=== PROBLEM DESCRIPTION ===
Across all the records below, how many lines contain "stone"? Respond with only the number.

-------

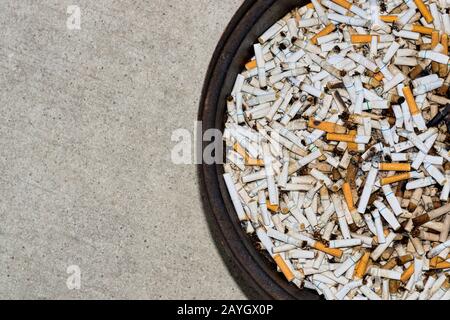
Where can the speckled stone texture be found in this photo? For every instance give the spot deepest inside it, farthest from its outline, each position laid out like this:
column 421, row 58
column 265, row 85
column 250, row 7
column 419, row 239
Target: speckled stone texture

-------

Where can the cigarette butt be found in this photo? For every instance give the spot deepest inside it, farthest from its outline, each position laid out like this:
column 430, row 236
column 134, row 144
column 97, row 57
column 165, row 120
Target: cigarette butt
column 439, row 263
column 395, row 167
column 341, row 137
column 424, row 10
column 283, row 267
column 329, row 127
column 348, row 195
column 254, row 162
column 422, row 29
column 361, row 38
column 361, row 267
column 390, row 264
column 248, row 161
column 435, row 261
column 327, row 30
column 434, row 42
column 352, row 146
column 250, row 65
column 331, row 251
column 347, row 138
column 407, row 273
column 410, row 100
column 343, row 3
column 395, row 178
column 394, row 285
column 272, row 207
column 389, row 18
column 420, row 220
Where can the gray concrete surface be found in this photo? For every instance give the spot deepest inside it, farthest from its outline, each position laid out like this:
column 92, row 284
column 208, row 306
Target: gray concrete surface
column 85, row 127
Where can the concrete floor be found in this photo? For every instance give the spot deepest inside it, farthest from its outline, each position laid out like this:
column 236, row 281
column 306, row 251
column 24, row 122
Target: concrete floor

-------

=== OUTPUT FOR THIS EXERCISE ===
2